- [What needs to be done]: Set out every line of the items below as a numbered list, skipping any blank lines. Leave the pictures out of your answer.

- [Data listing]:
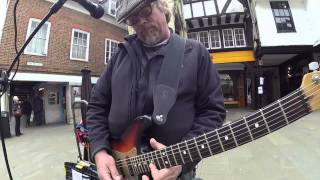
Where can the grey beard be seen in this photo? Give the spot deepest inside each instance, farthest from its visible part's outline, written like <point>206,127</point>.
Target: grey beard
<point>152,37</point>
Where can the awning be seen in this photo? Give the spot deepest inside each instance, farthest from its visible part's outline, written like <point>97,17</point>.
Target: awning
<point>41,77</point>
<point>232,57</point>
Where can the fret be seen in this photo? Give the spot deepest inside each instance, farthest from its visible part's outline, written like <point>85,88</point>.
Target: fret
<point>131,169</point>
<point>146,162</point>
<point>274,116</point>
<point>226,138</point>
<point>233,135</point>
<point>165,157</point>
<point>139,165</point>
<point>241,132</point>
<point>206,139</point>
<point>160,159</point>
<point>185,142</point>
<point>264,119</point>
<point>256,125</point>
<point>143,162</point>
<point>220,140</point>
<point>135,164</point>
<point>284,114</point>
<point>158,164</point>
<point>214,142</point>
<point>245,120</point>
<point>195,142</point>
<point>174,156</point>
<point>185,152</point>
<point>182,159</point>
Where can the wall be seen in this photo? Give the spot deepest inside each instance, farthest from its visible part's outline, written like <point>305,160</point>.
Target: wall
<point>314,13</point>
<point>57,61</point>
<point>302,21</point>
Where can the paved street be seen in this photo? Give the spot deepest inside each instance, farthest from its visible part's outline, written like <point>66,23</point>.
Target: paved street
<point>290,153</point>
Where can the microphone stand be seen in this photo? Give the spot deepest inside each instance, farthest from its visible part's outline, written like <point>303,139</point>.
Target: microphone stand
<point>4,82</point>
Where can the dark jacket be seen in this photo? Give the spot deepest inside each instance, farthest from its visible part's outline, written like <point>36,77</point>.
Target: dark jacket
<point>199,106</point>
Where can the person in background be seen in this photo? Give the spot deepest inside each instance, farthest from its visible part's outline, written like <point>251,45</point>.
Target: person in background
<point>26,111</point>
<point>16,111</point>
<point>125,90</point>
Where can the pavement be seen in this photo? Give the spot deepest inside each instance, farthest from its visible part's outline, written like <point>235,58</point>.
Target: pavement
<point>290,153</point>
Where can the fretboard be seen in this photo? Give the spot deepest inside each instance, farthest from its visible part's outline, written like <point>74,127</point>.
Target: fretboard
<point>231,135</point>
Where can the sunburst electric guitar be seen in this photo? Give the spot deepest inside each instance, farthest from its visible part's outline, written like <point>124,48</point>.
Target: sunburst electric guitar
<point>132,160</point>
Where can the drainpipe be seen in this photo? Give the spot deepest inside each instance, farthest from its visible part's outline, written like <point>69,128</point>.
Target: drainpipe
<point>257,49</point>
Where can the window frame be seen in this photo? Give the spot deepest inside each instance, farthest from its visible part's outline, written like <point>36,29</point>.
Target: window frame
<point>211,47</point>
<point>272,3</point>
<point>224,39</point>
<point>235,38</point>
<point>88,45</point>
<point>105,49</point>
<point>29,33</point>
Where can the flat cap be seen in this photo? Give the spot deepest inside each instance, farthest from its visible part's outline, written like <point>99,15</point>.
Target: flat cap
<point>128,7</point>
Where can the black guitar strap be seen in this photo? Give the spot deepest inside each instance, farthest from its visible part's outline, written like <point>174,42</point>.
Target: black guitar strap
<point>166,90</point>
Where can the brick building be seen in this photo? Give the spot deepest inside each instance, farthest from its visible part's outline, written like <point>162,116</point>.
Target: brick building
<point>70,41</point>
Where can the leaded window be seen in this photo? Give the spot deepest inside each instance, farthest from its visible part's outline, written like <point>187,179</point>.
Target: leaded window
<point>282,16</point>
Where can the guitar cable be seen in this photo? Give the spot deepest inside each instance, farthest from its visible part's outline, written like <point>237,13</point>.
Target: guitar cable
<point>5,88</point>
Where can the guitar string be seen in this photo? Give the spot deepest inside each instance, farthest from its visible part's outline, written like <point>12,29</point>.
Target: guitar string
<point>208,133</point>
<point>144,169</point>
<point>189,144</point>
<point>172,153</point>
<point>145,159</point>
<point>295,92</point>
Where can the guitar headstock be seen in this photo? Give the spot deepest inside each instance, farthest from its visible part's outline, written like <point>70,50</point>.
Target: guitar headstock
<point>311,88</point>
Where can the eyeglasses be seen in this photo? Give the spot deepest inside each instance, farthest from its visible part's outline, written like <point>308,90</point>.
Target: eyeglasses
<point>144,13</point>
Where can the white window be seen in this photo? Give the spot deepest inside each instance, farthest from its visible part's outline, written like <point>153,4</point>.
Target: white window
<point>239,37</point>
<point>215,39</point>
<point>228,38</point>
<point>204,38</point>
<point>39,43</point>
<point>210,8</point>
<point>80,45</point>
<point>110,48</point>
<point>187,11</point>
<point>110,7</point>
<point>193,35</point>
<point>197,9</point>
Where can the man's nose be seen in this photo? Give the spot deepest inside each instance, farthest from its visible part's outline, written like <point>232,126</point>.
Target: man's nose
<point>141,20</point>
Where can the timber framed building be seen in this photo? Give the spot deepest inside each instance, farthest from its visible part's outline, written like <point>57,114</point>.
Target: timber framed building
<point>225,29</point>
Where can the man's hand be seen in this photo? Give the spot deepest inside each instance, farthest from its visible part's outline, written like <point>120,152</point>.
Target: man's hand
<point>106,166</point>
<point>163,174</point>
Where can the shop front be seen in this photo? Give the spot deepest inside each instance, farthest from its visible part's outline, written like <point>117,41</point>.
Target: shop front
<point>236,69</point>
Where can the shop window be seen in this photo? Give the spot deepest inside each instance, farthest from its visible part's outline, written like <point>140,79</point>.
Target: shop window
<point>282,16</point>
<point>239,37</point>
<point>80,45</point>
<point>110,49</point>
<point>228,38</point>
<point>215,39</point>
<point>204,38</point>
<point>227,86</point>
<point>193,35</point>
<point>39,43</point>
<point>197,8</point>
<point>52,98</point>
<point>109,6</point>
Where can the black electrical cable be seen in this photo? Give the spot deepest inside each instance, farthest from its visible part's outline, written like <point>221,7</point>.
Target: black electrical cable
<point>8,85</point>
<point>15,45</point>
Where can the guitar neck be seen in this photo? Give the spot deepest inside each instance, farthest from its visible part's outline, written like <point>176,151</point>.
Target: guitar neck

- [Final answer]:
1. Where can the grey beard be seen in this photo? Give the spot deepest inside each instance, farthest from its visible part's outline, written like <point>206,127</point>.
2. Target: grey beard
3. <point>152,37</point>
4. Where can the awning be seen in this photo? Give the spot deepest inside each instance, farthest from its visible part's outline, written like <point>97,17</point>.
5. Target: awning
6. <point>41,77</point>
7. <point>232,57</point>
8. Where can the fret be seen in this photo? Give the spot deepest inside each instance, farthest from its visible part's outline, written like <point>85,88</point>.
9. Target: fret
10. <point>131,169</point>
11. <point>146,162</point>
12. <point>274,116</point>
13. <point>226,138</point>
14. <point>233,135</point>
15. <point>165,157</point>
16. <point>139,165</point>
17. <point>241,132</point>
18. <point>206,139</point>
19. <point>160,159</point>
20. <point>185,142</point>
21. <point>264,119</point>
22. <point>256,125</point>
23. <point>143,162</point>
24. <point>220,140</point>
25. <point>135,164</point>
26. <point>284,114</point>
27. <point>158,164</point>
28. <point>214,142</point>
29. <point>245,120</point>
30. <point>195,142</point>
31. <point>174,156</point>
32. <point>185,152</point>
33. <point>182,159</point>
34. Where can the wall be seen in this photo? Give the spot deepest inside each instance, farthest from its visible part's outline, written like <point>305,160</point>.
35. Target: wall
36. <point>314,13</point>
37. <point>57,61</point>
38. <point>302,21</point>
39. Where can the paved street be seen in this photo? Give the spot deepest inside each instance, farthest from its visible part's outline, written like <point>66,23</point>.
40. Target: paved street
41. <point>290,153</point>
42. Where can the microphone stand be seen in this photo? Give the spot deepest inside each instance, farthest from its visible part's outline, written like <point>303,139</point>.
43. Target: microphone stand
44. <point>4,82</point>
45. Where can the dark jacket be seen in this photo? Give the spot deepest inside each instance, farthest from its visible part's outline, written like <point>36,77</point>.
46. Target: dark jacket
47. <point>199,106</point>
48. Where can the person in background be seen in this photo? Give the spot deepest inside each instance, farthest from its visible part's outline, written like <point>251,45</point>.
49. Target: person in background
50. <point>26,111</point>
51. <point>16,111</point>
52. <point>125,90</point>
53. Where can the pavement be seen in this photo? Give the spot deepest inside each instance, farthest from its visible part's outline, written like <point>235,58</point>.
54. Target: pavement
55. <point>290,153</point>
56. Where can the fretboard be seen in this photo? Give the spot deepest inside each instance, farthest from its visible part's outline, written like <point>74,127</point>.
57. Target: fretboard
58. <point>231,135</point>
59. Where can the sunburst electric guitar be seen in this photo? Give the spot deepest inside each instance, farthest from its visible part's outline, written like <point>124,48</point>.
60. Target: sunburst electric guitar
61. <point>132,160</point>
62. Where can the drainpipe be seen in this photo? Give the spot deepest inside each instance, farthest from its visible part's outline, written like <point>69,128</point>.
63. Target: drainpipe
64. <point>257,49</point>
65. Where can the window frame be seen in this photo? Give the spot deepest inside each instance, farthest from its visible part's outline, written like <point>36,29</point>.
66. Target: window frame
67. <point>211,47</point>
68. <point>272,3</point>
69. <point>224,39</point>
70. <point>235,38</point>
71. <point>88,45</point>
72. <point>105,49</point>
73. <point>29,33</point>
74. Where can the flat cap be seen in this photo? Give the spot deepest inside each instance, farthest from its visible part's outline, written like <point>99,15</point>.
75. Target: flat cap
76. <point>128,7</point>
77. Where can the black guitar strap be seen in this photo? Give the spot deepest inside each instance, farthest from its visible part's outline, written like <point>174,42</point>.
78. Target: black guitar strap
79. <point>166,90</point>
80. Where can the brick building be seen in this photo? Give the spot deepest inside each instance, farthest from its visible part's outline, written like <point>162,116</point>.
81. Target: brick building
82. <point>70,41</point>
83. Where can the leaded window be seen in this photo? Give the spot deepest inside each instance, farthest from its visible part's outline, written like <point>187,179</point>.
84. Target: leaded window
85. <point>282,16</point>
86. Where can the guitar cable be seen in this photo? Give the spot deepest inside each instance, farthest from its visible part's outline, written like <point>237,13</point>.
87. Target: guitar cable
88. <point>5,88</point>
89. Where can the guitar string be seen in this photo? Give the spot deepest inside each instance, farthest from its visible part's outline, written like <point>12,29</point>.
90. Target: guitar string
91. <point>208,133</point>
92. <point>144,169</point>
93. <point>189,144</point>
94. <point>172,153</point>
95. <point>145,159</point>
96. <point>295,92</point>
97. Where can the guitar headstock be seen in this photo? Give the spot deepest inside each instance, farthest from its visible part's outline, written like <point>70,50</point>.
98. Target: guitar headstock
99. <point>311,88</point>
100. Where can the eyeglasses be seen in this photo? Give the spot deepest inside each instance, farthest from its visible part's outline, written like <point>308,90</point>.
101. Target: eyeglasses
102. <point>144,13</point>
103. Where can the white window be seen in this photo? Give the spot deepest inside each instance, farthest from its visible part's outline, written like <point>153,4</point>.
104. Target: white window
105. <point>239,37</point>
106. <point>215,39</point>
107. <point>228,38</point>
108. <point>204,38</point>
109. <point>39,43</point>
110. <point>210,8</point>
111. <point>80,45</point>
112. <point>110,48</point>
113. <point>187,11</point>
114. <point>110,7</point>
115. <point>193,35</point>
116. <point>197,9</point>
117. Where can the man's nose be seen in this photo? Give the spot deepest inside each instance, farthest from its visible part's outline, written like <point>232,126</point>.
118. Target: man's nose
119. <point>141,20</point>
120. Where can the timber framed building be seen in this photo? Give the spot deepest inside each instance, farthest from its visible part's outline, written like <point>57,114</point>.
121. Target: timber framed building
122. <point>225,29</point>
123. Where can the man's hand be seen in this photo? Give the spot deepest inside each instance, farthest from its visible part's outline, written like <point>120,152</point>.
124. Target: man's hand
125. <point>106,166</point>
126. <point>163,174</point>
127. Where can the shop front be seen in this photo? Give the spot deepest inside each instance, farthest from its visible part's outline, written like <point>117,41</point>.
128. Target: shop front
129. <point>236,69</point>
130. Where can the shop window be seen in this photo? Give the spot deepest inside each instance, farthest from its visible part's outline, written like <point>140,79</point>.
131. Target: shop window
132. <point>282,16</point>
133. <point>239,37</point>
134. <point>80,45</point>
135. <point>110,49</point>
136. <point>228,38</point>
137. <point>215,39</point>
138. <point>204,38</point>
139. <point>227,86</point>
140. <point>193,35</point>
141. <point>39,43</point>
142. <point>197,8</point>
143. <point>52,98</point>
144. <point>109,6</point>
145. Where can the black electrical cable be seen in this photo? Give the spot deepest inside each instance, farthest from its visible part's outline, written like <point>221,7</point>.
146. Target: black electrical cable
147. <point>8,85</point>
148. <point>15,45</point>
149. Where can the guitar neck be seen in this photo? Give the spot deepest inside each instance, farthest from its visible part's outline, written like <point>176,151</point>.
150. Target: guitar neck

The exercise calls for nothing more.